Saved data entries
—————

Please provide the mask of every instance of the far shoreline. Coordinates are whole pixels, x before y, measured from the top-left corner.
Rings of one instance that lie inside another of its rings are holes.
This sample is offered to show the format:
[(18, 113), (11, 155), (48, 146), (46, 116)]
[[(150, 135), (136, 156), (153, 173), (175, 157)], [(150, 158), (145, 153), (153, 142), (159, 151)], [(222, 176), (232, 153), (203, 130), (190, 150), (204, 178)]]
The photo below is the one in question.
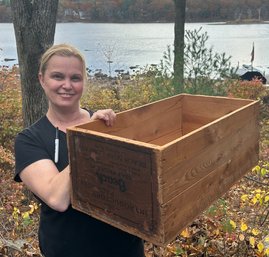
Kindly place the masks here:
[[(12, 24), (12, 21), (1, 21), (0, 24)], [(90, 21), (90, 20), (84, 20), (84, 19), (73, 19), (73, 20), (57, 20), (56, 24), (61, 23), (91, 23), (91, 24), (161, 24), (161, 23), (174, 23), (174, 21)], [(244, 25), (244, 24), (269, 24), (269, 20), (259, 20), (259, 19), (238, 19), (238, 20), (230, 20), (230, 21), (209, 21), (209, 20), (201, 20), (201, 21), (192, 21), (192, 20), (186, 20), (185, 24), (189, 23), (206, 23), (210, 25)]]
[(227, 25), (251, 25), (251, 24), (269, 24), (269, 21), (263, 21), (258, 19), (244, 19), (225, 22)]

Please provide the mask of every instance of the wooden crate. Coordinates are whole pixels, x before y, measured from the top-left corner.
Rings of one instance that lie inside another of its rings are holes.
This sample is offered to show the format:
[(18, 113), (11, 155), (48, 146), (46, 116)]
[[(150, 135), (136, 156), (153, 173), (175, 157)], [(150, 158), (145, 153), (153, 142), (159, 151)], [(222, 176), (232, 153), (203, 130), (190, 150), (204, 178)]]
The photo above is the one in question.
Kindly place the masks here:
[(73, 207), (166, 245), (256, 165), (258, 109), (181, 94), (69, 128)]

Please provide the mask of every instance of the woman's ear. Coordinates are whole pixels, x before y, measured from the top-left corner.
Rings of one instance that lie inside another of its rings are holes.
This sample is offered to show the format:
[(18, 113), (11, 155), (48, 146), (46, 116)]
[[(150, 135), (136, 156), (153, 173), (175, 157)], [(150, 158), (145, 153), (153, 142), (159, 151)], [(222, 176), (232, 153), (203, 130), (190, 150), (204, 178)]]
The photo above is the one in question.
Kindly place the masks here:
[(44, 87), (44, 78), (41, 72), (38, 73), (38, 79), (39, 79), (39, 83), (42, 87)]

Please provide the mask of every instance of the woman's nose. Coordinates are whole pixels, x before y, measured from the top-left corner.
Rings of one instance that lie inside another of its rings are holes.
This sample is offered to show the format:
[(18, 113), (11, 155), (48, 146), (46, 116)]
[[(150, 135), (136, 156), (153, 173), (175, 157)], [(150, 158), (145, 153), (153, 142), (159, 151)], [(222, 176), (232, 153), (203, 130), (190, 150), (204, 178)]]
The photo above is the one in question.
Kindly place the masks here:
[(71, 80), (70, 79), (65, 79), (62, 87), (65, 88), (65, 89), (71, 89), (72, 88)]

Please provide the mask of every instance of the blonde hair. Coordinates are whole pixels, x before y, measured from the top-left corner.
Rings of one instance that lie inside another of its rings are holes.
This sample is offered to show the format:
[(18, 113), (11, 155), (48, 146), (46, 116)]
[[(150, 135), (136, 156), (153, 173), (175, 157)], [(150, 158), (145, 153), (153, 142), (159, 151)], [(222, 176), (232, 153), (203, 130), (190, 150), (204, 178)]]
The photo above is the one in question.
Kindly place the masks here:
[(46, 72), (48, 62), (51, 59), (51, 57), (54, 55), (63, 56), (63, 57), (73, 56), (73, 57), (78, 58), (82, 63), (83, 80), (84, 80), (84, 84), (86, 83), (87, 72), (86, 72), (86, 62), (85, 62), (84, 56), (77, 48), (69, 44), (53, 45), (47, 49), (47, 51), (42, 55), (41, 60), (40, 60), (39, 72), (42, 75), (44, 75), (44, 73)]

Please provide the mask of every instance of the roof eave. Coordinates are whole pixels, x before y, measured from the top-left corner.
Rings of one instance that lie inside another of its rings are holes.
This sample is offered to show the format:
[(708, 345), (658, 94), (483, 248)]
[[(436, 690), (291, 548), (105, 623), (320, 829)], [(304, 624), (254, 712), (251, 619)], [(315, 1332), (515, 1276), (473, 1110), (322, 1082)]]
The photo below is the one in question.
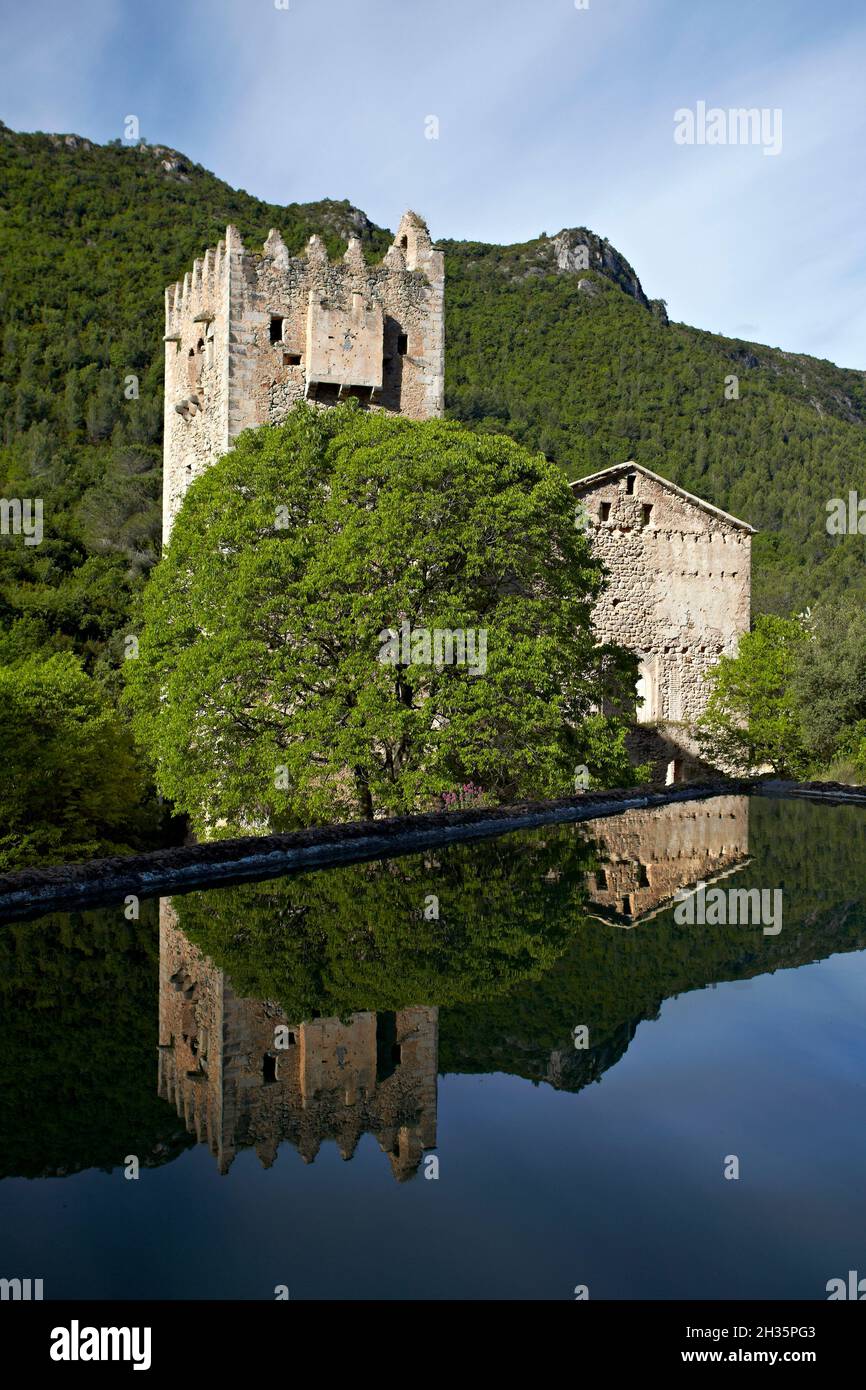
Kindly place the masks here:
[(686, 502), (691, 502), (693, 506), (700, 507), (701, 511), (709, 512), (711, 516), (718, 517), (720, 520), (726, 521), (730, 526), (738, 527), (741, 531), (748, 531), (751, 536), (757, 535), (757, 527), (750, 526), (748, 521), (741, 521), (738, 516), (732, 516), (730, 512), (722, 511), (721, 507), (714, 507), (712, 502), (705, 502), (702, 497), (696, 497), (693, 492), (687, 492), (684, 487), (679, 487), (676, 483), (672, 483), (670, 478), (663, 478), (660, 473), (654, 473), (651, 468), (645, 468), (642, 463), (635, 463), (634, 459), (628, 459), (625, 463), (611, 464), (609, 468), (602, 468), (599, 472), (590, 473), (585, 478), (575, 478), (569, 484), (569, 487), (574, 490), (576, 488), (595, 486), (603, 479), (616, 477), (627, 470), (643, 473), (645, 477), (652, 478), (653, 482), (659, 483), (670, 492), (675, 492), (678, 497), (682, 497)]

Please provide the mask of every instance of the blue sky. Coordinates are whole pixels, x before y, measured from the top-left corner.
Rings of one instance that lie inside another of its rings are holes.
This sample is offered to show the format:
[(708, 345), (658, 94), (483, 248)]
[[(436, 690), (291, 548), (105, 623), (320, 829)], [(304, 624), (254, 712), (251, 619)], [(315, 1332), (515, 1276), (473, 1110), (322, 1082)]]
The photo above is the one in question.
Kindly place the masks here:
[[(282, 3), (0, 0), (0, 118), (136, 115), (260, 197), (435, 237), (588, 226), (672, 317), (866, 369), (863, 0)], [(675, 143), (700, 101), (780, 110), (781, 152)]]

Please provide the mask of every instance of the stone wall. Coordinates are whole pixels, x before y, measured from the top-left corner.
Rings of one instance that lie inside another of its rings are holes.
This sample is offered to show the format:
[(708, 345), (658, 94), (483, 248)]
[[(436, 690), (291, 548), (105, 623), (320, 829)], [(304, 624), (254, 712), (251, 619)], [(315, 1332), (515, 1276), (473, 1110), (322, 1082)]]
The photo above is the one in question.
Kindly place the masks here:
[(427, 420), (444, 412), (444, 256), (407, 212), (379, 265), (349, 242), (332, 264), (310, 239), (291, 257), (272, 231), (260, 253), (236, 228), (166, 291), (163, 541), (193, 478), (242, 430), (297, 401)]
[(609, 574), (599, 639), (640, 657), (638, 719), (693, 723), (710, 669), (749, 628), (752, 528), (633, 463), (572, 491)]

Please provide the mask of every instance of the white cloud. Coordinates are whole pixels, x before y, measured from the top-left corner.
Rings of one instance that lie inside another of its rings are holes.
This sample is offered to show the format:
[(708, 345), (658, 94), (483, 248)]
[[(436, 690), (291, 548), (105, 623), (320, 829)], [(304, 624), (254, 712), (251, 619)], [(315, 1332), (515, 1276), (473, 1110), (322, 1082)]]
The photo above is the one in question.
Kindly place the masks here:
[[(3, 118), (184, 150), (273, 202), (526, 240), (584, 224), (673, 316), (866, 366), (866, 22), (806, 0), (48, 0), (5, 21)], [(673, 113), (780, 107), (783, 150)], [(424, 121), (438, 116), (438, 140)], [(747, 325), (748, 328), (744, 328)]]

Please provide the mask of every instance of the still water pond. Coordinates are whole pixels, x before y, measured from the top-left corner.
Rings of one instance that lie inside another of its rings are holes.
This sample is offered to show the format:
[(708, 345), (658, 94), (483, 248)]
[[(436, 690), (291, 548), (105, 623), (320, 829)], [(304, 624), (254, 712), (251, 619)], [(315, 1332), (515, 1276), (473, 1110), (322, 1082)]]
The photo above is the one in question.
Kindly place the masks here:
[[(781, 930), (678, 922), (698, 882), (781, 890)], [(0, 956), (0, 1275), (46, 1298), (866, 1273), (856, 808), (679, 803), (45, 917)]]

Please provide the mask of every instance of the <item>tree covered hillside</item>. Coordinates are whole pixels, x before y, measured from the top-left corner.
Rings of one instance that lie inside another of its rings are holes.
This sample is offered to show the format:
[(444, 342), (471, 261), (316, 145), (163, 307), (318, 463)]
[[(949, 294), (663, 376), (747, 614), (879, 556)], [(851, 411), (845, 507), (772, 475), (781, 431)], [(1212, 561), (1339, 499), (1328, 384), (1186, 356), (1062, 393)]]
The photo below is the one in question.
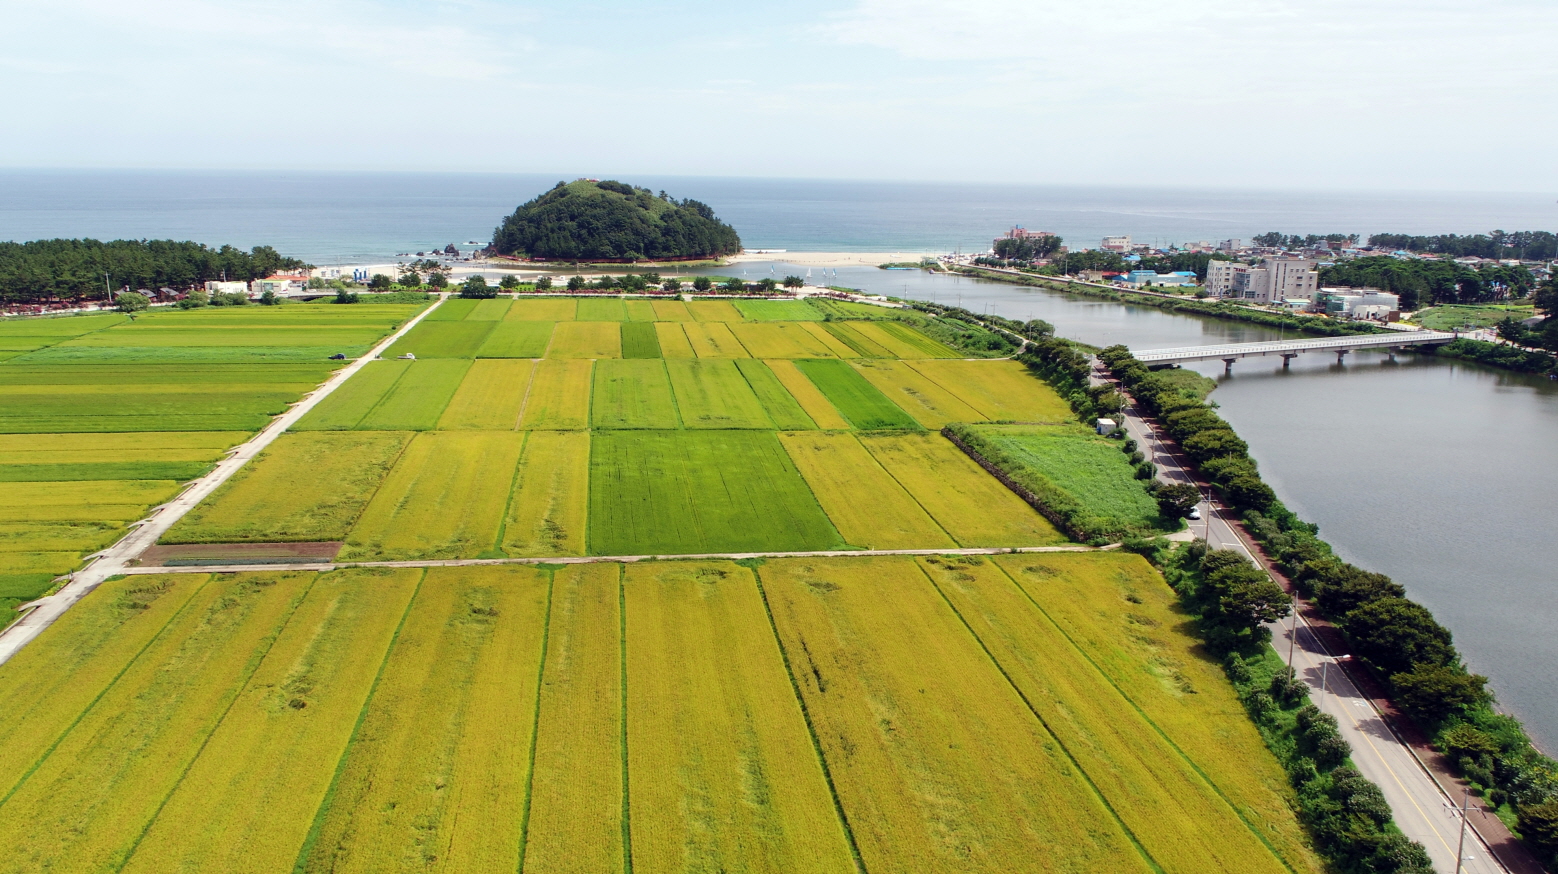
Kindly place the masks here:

—————

[Assigned task]
Show the lines above that have the word "corner".

[Task response]
Please provide the mask of every instance of the far shoreline. Coordinates are whole pixels, x before y, measured from the top-left corner.
Please provide the mask of every instance of the wooden crate. Coordinates are whole pixels, x before y, measured from the top-left corner.
Please provide the mask of every instance of the woman's ear. Coordinates are whole pixels, x before y, measured from the top-left corner.
Please provide the mask of every instance of the woman's nose. Coordinates are whole pixels, x before y, measured from the top-left corner.
Please provide the mask of every instance of the blonde hair. Coordinates are whole pixels, x before y, measured from the top-left corner.
Please provide the mask of every instance of the roof eave. Coordinates are whole pixels, x before y, measured from the top-left corner.
Please provide the mask of every instance of the blue sky. Coordinates are whole pixels, x before y, measured from the top-left corner.
Please provide the mask of every instance of the stone wall. Coordinates are whole pixels, x before y, measured from the top-left corner.
Please provide the mask of every instance of the white cloud. Coordinates are whole pixels, x before y, measured from the top-left corner.
Please provide the mask of every instance of the still water pond. Coordinates are whole pixels, x before y, measured from the top-left corner.
Please provide the mask of every instance of the <item>tree covered hillside</item>. Coordinates are whole pixels, x before y, measured from the top-left corner.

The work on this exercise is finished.